Extract provided START
Section 158.140 treats payments to providers as reimbursement for clinical services to enrollees (also referred to as incurred claims). Section 158.140(b)(3)(ii) recognizes that issuers often pay third party vendors to perform services such as network development, administrative fees, claims processing, and utilization management, that are considered non-claims administrative costs if performed by the issuer and thus should be considered non-claims administrative costs if performed by a third party vendor.
However, when a third party vendor, through its own employees, provides clinical services directly to enrollees, the entire portion of the amount the issuer pays to the third party vendor that is attributable to the third party vendor’s direct provision of clinical services should be considered incurred claims, even if such amount includes reimbursement for third party vendor administrative costs directly related to the vendor’s direct provision of clinical services. The term “through its own employees” does not include a third party vendor’s contracted network of providers because such network providers are not considered employees of the third party vendor
For example, an issuer may contract with a PBM to provide clinical services directly to enrollees through a mail order pharmacy. The amount the issuer pays to the PBM for mail order pharmacy services provided directly by the PBM’s employees, including administrative costs related to the PBM’s direct provision of such mail order pharmacy services, would be included in the issuer’s incurred claims.
How should an issuer report amounts paid to third party vendors who pay others to provide clinical services to enrollees and who perform network development, administrative functions, claims processing, and utilization management?
Extract provided END
Provided information START
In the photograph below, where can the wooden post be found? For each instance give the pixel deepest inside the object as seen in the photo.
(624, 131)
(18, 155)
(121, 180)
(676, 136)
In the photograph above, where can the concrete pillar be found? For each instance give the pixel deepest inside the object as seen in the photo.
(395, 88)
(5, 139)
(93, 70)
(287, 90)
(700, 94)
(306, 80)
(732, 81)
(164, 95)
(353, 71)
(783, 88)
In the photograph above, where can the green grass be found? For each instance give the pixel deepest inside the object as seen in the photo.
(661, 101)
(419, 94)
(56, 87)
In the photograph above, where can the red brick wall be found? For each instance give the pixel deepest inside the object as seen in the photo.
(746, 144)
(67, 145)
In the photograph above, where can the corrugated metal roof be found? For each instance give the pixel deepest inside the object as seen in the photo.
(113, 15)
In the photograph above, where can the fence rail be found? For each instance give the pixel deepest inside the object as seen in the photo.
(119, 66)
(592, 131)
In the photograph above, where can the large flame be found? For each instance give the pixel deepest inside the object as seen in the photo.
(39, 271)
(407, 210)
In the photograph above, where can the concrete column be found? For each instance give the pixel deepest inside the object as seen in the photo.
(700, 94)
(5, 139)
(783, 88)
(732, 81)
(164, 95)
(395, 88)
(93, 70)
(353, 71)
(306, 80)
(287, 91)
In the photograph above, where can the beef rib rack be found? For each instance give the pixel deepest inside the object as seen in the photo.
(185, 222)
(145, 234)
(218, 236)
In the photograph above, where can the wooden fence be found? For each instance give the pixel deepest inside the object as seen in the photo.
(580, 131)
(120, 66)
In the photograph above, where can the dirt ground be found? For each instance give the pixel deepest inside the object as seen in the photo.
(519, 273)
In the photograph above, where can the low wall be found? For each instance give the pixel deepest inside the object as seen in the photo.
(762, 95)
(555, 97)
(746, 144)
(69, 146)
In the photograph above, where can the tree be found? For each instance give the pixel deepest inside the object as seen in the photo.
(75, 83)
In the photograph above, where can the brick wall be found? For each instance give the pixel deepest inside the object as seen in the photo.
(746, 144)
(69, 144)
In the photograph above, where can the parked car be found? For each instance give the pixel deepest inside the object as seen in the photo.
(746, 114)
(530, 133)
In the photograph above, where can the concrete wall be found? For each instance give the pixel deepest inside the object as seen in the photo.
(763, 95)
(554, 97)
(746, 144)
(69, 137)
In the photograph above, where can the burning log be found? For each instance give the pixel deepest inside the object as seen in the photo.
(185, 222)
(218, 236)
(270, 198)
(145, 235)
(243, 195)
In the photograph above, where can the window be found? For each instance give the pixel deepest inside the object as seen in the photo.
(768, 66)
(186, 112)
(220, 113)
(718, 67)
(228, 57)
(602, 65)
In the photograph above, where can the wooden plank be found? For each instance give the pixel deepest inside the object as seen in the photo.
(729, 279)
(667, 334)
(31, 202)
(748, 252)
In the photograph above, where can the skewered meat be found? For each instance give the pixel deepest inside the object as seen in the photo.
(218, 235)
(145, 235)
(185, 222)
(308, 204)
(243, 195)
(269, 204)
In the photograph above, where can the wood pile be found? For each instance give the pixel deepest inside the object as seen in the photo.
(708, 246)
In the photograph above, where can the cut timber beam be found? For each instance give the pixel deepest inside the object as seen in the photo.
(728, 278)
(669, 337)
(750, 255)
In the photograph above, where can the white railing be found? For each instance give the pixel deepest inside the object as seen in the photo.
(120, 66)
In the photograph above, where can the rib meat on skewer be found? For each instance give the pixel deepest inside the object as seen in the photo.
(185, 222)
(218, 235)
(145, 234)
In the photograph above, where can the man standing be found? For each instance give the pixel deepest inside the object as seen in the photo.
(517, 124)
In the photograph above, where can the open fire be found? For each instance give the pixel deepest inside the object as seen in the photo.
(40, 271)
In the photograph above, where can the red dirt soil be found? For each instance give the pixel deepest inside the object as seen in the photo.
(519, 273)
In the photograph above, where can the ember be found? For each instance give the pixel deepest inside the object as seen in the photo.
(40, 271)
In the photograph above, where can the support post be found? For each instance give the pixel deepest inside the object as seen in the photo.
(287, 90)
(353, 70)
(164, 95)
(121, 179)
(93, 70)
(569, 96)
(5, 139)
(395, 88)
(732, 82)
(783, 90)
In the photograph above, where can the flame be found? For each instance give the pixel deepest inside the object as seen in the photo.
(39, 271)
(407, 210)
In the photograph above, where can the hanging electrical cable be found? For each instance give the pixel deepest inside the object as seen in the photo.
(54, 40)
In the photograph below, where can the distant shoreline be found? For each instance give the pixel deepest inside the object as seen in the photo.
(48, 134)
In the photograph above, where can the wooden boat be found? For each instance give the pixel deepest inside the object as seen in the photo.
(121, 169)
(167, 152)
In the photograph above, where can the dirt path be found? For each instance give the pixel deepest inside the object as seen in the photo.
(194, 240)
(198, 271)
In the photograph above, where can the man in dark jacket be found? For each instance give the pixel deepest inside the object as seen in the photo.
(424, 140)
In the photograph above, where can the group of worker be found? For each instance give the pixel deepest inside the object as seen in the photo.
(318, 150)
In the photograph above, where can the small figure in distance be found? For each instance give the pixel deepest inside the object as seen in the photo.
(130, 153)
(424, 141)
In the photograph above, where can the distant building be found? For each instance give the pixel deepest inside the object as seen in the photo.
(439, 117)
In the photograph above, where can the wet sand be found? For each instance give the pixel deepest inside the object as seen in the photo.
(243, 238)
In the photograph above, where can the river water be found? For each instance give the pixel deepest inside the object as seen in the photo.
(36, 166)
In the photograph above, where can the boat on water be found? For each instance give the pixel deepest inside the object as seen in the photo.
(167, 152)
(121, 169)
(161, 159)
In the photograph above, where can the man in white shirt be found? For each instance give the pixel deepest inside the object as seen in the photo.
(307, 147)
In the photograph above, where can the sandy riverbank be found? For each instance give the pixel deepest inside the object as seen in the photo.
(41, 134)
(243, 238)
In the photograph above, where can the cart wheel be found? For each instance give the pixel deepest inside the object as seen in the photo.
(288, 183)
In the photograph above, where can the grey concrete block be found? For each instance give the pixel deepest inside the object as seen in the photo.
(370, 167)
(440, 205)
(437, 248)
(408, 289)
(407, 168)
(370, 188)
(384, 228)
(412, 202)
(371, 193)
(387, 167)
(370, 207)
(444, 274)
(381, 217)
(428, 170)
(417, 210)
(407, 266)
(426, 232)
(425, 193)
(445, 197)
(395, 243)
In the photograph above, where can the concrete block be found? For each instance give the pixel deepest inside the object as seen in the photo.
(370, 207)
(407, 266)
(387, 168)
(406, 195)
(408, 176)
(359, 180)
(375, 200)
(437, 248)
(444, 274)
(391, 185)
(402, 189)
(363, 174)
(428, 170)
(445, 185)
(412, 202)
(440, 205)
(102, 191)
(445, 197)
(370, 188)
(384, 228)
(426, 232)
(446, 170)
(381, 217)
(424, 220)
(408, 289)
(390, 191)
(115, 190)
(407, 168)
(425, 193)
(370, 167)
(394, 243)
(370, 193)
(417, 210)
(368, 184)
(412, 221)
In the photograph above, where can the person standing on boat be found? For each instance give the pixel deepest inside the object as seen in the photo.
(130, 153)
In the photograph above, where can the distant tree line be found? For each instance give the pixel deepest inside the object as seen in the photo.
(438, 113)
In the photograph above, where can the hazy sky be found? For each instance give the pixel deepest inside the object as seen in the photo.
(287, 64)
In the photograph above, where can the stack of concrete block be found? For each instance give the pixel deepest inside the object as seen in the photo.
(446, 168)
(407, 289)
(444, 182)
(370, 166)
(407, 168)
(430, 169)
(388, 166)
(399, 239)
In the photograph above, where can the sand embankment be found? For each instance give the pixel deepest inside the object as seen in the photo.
Provided information END
Problems to work on –
1 > Copy the portion of the excerpt on third party vendor payments starting with "How should an" and going on through "and utilization management?".
2 > Carry the excerpt on third party vendor payments forward from the point where it stops.

Responses to the tasks –
1 >
How should an issuer report amounts paid to third party vendors who pay others to provide clinical services to enrollees and who perform network development, administrative functions, claims processing, and utilization management?

2 >
In general, an issuer may only include as reimbursement for clinical services (incurred claims) the amount that the vendor actually pays the medical provider or supplier for providing covered clinical services or supplies to enrollees. Where the third party vendor is performing an administrative function such as eligibility and coverage verification, claims processing, utilization review, or network development, expenditures and profits on these functions would be considered a non-claims administrative expense as provided in 45 CFR §158.140(b)(3)(ii).
Some third party vendors provide reimbursement for clinical services to enrollees and provide administrative functions such as claims processing and network development. Payments by an issuer to a third party vendor to provide clinical services directly to enrollees through its own employees are considered to be incurred claims. However, the amounts paid by the issuer to a third party vendor for the functions that are not direct clinical services to enrollees through its own employees are governed by §158.140(b)(3)(ii), and only the amounts the third party vendor pays to providers may be included in incurred claims. (Questions and Answers 8 and 9 address what is meant by the term “providers”….) The amounts attributable to network development, administrative fees, claims processing, and utilization management by the third party vendor and the third party vendor’s profits on those activities must not be included by an issuer in its incurred claims.
For example, when a pharmacy benefit manager (PBM) pays a retail pharmacy one amount for prescription drugs covered by the plan and charges the issuer a higher amount (the retail spread), the issuer may only claim the amounts paid by the PBM to the retail pharmacy as incurred claims.
As stated in the May 13, 2011 guidance posted on the internet…the third party vendor (in this example, the PBM) must report to the issuer only the aggregate amount it pays all providers (in this example, retail pharmacies) for clinical services to enrollees on behalf of the issuer, by market in each State. No claim by claim or provider by provider reporting is required.